**Texto do exercício**:
Por Dr. Petrus Raulino

Um estudo publicado no periódico JAMA Network Open apresentou evidências consideráveis em humanos de que a exposição do pai ao estresse traumático em sua infância ou adolescência pode trazer consequências para o desenvolvimento cerebral de seus filhos.

É possível que a transferência de alguns dos efeitos do estresse paterno durante sua infância ou adolescência para a prole ocorra sem que a prole seja diretamente exposta ao estresse.

Estresse na infância

Sabe-se que o estresse na infância de um indivíduo pode influenciar a programação psicobiológica do cérebro em desenvolvimento, mas a hipótese de que as consequências do estresse no pai possam ser transmitidas epigeneticamente aos filhos é instigante.

O estudo desenvolvido pelo Departamento de Psiquiatria da Universidade de Torku na Finlândia ofereceu mais uma demonstração de é possível que vivências de estresse paterno possam ser transmitidas intergeracionalmente através de traços epigenéticos.

**Registros fornecidos**:
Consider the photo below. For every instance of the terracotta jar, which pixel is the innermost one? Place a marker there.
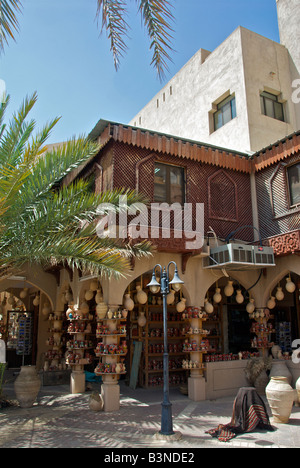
(280, 396)
(101, 310)
(280, 369)
(142, 297)
(27, 386)
(298, 389)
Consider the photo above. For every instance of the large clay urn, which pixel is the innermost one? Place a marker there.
(27, 386)
(280, 369)
(281, 397)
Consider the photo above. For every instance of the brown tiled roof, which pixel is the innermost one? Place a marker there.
(105, 130)
(279, 151)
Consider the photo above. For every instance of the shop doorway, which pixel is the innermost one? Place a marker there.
(239, 325)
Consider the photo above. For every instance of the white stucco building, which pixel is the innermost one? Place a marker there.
(240, 96)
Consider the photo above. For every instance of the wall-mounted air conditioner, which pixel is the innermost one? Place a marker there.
(239, 257)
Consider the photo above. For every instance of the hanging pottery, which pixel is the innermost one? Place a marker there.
(70, 313)
(11, 299)
(298, 389)
(46, 309)
(98, 297)
(279, 294)
(239, 297)
(271, 303)
(208, 307)
(280, 396)
(36, 300)
(171, 297)
(180, 307)
(128, 302)
(142, 319)
(217, 297)
(290, 286)
(250, 307)
(142, 297)
(84, 307)
(89, 294)
(229, 289)
(24, 293)
(101, 310)
(63, 298)
(68, 296)
(94, 285)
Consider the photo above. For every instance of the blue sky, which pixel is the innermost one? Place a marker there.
(60, 55)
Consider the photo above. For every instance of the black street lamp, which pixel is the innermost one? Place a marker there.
(155, 286)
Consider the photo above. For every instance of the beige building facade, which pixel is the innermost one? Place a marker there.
(242, 68)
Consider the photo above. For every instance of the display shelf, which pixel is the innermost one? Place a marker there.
(110, 351)
(79, 348)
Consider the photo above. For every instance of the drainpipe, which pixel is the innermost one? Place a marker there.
(254, 205)
(137, 170)
(101, 174)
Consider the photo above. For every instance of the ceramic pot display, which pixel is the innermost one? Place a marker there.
(229, 289)
(298, 389)
(142, 297)
(180, 307)
(101, 310)
(89, 295)
(27, 386)
(128, 303)
(217, 296)
(239, 297)
(280, 396)
(171, 297)
(142, 319)
(98, 297)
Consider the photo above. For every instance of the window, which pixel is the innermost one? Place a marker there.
(293, 173)
(271, 107)
(226, 111)
(168, 184)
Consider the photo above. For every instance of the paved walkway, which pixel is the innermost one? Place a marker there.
(62, 420)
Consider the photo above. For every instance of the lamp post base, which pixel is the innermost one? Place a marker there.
(171, 437)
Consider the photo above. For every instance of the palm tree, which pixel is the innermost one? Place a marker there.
(156, 16)
(45, 221)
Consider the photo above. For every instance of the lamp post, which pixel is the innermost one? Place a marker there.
(155, 286)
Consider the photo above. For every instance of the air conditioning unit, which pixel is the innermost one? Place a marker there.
(239, 257)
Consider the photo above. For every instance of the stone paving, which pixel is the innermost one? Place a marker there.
(62, 420)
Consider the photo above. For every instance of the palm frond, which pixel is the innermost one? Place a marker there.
(112, 15)
(157, 16)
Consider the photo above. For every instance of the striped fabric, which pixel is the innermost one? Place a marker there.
(249, 413)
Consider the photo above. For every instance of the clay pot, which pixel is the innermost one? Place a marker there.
(280, 396)
(298, 389)
(280, 369)
(142, 297)
(142, 319)
(101, 310)
(98, 297)
(217, 296)
(89, 295)
(128, 303)
(261, 383)
(27, 386)
(171, 297)
(180, 307)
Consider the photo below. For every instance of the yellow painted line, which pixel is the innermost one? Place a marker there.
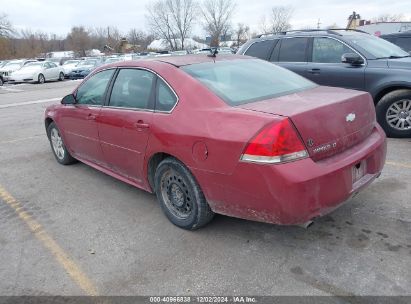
(72, 269)
(19, 139)
(401, 165)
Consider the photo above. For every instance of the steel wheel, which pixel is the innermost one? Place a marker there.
(176, 195)
(41, 79)
(57, 144)
(398, 115)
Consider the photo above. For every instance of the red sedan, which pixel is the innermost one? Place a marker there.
(230, 135)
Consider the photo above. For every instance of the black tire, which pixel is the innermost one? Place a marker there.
(41, 79)
(61, 154)
(180, 196)
(384, 109)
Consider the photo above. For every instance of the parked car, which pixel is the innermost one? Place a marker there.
(230, 134)
(39, 72)
(402, 39)
(83, 68)
(69, 65)
(10, 67)
(349, 59)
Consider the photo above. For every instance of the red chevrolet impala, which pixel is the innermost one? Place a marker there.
(226, 134)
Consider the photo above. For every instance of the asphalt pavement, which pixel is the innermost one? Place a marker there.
(72, 230)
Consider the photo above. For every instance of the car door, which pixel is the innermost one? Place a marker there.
(124, 123)
(292, 54)
(54, 70)
(79, 121)
(325, 67)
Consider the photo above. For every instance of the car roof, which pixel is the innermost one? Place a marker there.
(179, 61)
(313, 32)
(399, 34)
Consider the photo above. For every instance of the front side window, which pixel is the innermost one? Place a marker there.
(293, 50)
(326, 50)
(247, 80)
(261, 49)
(166, 99)
(404, 43)
(92, 91)
(377, 47)
(132, 89)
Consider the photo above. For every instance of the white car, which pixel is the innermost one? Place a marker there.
(39, 72)
(12, 66)
(69, 65)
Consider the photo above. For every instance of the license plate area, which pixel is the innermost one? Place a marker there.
(358, 171)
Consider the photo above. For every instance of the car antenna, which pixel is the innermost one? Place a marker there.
(213, 53)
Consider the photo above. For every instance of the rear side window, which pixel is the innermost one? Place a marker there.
(132, 89)
(261, 49)
(404, 43)
(247, 80)
(166, 99)
(326, 50)
(92, 91)
(293, 50)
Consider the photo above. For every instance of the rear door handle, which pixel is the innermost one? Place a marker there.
(91, 117)
(141, 125)
(314, 71)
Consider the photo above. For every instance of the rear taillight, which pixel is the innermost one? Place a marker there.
(276, 143)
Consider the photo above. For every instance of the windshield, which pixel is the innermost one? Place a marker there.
(87, 62)
(243, 81)
(12, 65)
(71, 62)
(377, 47)
(33, 64)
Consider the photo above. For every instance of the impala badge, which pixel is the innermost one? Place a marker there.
(350, 117)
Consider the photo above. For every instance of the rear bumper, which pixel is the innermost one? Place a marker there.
(296, 192)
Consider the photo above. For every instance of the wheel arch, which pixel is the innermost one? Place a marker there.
(47, 123)
(384, 91)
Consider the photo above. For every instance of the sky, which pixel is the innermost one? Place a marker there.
(58, 17)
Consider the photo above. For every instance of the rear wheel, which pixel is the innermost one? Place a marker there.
(394, 113)
(58, 147)
(180, 196)
(41, 79)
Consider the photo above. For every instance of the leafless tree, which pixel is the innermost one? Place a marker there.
(79, 40)
(241, 32)
(5, 26)
(139, 38)
(217, 16)
(172, 20)
(278, 20)
(389, 18)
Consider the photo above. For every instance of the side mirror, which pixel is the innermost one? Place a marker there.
(69, 99)
(352, 58)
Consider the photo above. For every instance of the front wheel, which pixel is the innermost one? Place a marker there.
(394, 113)
(58, 147)
(180, 196)
(41, 79)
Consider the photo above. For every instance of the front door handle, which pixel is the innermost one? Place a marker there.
(91, 117)
(141, 125)
(314, 71)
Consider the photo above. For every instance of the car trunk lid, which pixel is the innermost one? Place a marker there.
(329, 120)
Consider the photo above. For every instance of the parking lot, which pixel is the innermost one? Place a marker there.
(72, 230)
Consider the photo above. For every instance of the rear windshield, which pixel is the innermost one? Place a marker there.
(246, 80)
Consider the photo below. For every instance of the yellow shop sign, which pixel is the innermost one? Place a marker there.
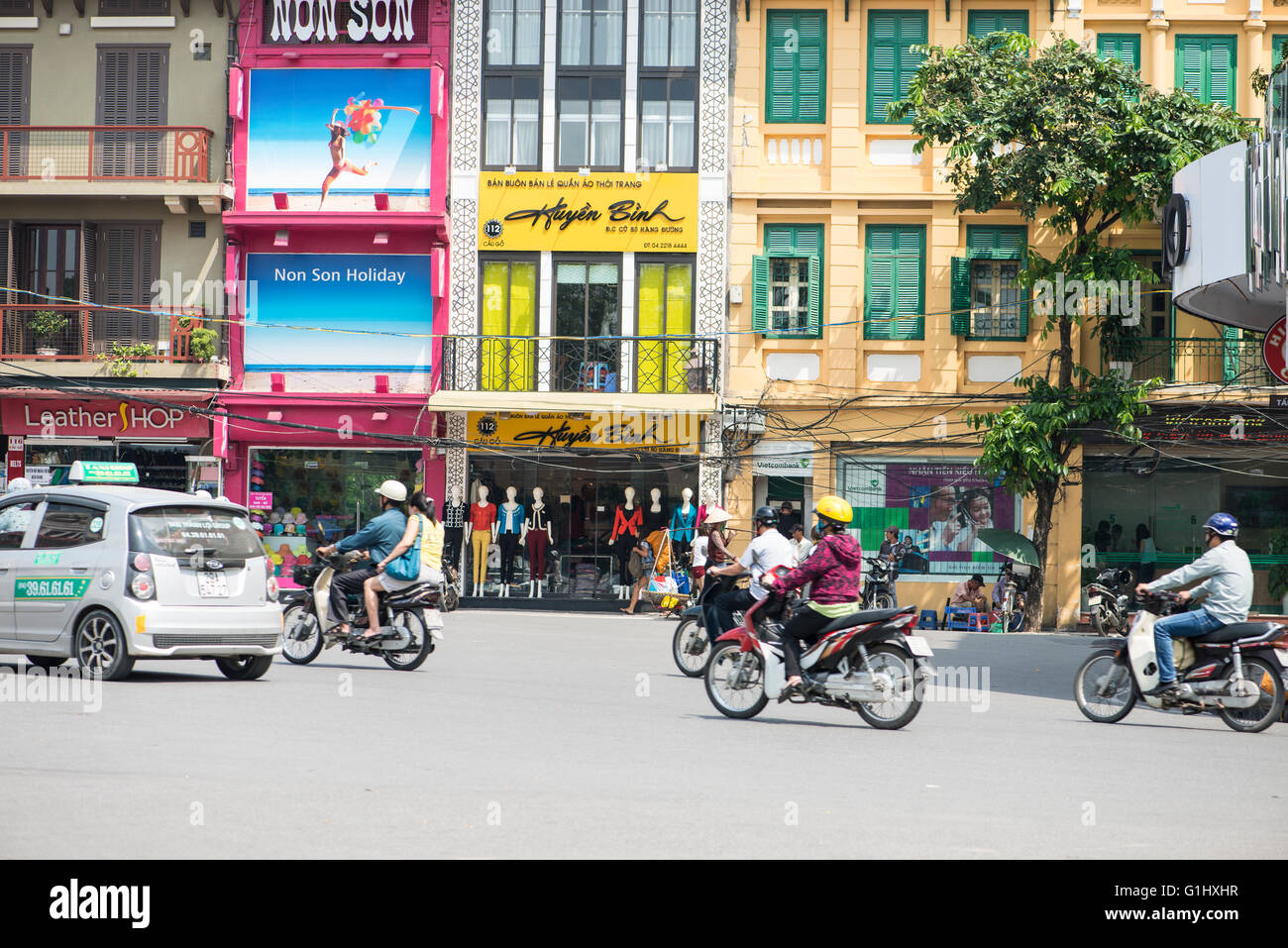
(626, 430)
(614, 213)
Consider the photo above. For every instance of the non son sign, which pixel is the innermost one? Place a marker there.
(323, 21)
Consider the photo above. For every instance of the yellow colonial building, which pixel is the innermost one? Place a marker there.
(867, 316)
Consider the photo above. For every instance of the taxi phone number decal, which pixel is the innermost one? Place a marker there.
(52, 587)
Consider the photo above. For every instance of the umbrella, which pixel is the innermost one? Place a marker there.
(1010, 545)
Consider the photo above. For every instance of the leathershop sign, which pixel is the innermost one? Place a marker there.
(327, 21)
(568, 211)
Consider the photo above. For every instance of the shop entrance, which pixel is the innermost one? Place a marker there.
(581, 497)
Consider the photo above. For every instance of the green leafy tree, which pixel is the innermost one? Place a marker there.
(1083, 147)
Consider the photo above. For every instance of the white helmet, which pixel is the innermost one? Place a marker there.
(394, 491)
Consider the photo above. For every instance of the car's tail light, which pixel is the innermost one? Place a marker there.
(142, 586)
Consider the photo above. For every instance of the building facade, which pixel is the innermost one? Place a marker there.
(339, 260)
(589, 176)
(114, 171)
(868, 317)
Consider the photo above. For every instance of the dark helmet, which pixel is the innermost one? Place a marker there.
(1223, 524)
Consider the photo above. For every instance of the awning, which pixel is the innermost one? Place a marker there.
(571, 402)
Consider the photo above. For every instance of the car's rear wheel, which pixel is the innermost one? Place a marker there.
(244, 668)
(47, 661)
(99, 644)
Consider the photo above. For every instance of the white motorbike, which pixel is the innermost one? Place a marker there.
(410, 620)
(866, 662)
(1233, 672)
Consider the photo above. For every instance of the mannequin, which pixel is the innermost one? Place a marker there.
(683, 523)
(655, 517)
(539, 533)
(482, 523)
(454, 527)
(626, 528)
(506, 532)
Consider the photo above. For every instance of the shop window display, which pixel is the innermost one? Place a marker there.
(587, 520)
(321, 496)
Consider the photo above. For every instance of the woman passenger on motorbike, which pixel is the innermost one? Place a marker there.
(835, 569)
(421, 524)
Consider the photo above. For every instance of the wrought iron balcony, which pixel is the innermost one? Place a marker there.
(653, 365)
(1202, 361)
(88, 333)
(104, 154)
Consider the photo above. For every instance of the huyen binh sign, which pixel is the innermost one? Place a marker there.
(612, 213)
(330, 21)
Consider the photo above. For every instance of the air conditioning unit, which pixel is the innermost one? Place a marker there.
(743, 419)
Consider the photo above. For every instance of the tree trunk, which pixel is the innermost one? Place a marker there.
(1044, 493)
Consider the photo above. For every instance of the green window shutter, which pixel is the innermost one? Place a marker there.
(1222, 81)
(892, 62)
(1276, 48)
(815, 296)
(760, 294)
(983, 22)
(960, 321)
(797, 71)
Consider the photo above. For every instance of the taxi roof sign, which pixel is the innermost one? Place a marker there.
(103, 473)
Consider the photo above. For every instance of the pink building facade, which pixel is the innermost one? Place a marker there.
(336, 260)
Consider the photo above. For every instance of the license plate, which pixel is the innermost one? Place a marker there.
(918, 646)
(211, 584)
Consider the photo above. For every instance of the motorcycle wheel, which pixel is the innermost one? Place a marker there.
(907, 702)
(883, 600)
(1270, 706)
(692, 664)
(297, 621)
(743, 699)
(1120, 686)
(417, 651)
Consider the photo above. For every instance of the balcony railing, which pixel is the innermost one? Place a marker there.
(1202, 361)
(91, 331)
(653, 365)
(104, 154)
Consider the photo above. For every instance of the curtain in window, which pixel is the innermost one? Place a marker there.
(684, 33)
(509, 322)
(575, 34)
(608, 33)
(656, 22)
(527, 33)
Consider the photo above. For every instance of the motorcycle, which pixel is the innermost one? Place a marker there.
(1233, 672)
(879, 586)
(866, 662)
(1108, 601)
(410, 620)
(691, 646)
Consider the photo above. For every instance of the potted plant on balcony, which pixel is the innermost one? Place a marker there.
(48, 326)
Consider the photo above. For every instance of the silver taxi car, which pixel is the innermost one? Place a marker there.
(107, 572)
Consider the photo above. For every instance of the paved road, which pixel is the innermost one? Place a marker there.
(571, 736)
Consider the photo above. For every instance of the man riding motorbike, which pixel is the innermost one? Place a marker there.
(836, 572)
(767, 552)
(377, 537)
(1227, 595)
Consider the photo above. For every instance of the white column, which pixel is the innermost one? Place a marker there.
(630, 125)
(548, 86)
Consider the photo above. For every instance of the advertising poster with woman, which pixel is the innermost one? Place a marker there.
(331, 140)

**Tarefa proposta 1**:
Responda às perguntas abaixo com base no texto sobre estresse paterno.
(a) Em qual periódico o estudo foi publicado?
(b) Segundo o texto, o que o estresse na infância de um indivíduo pode influenciar?
(c) Qual departamento da universidade desenvolveu o estudo, e em que país ela fica?
**Tarefa proposta 2**:
Escreva a continuação do texto sobre estresse paterno a partir da última frase apresentada.

**Resposta esperada 1**:
(a) No periódico JAMA Network Open.
(b) A programação psicobiológica do cérebro em desenvolvimento.
(c) O Departamento de Psiquiatria, em uma universidade na Finlândia.

**Resposta esperada 2**:
Um traço epigenético é um fenótipo hereditário estável que resulta de mudanças cromossômicas sem alterações da sequência de DNA.

Em estudos anteriormente realizados com animais foi descrita uma herança epigenética transgeracional pela linhagem paterna por meio de alterações dos microRNAs do esperma.

Em roedores, o estresse paterno anterior ao nascimento dos filhotes pode refletir-se em mudanças tanto na estrutura e função cerebral quanto no comportamento dos filhotes.

Estudo com recém-nascidos humanos

No estudo da Universidade de Torku realizado com recém-nascidos humanos, o objetivo foi identificar biomarcadores associados a exposições de estresse precoce, assim como eventuais históricos de doenças somáticas e psiquiátricas comuns.

Foram recrutados 180 bebês recém-nascidos e submetidos a exames de ressonância magnética cerebral.

Foram coletadas dos pais informações sobre experiências de estresse durante sua infância ou adolescência, através do uso de escala para avaliação de traumas e estresse (TADS).

Os resultados

Sugeriram que o histórico de estresse paterno na infância ou adolescência esteja associado a alterações do desenvolvimento da substância branca de regiões cerebrais dos filhos na primeira infância (particularmente corpo caloso, coroa radiada superior direita e partes retrolenticulares da cápsula interna).

Alterações cerebrais dos filhos recém-nascidos

Fonte: Karlsson e col., 2020.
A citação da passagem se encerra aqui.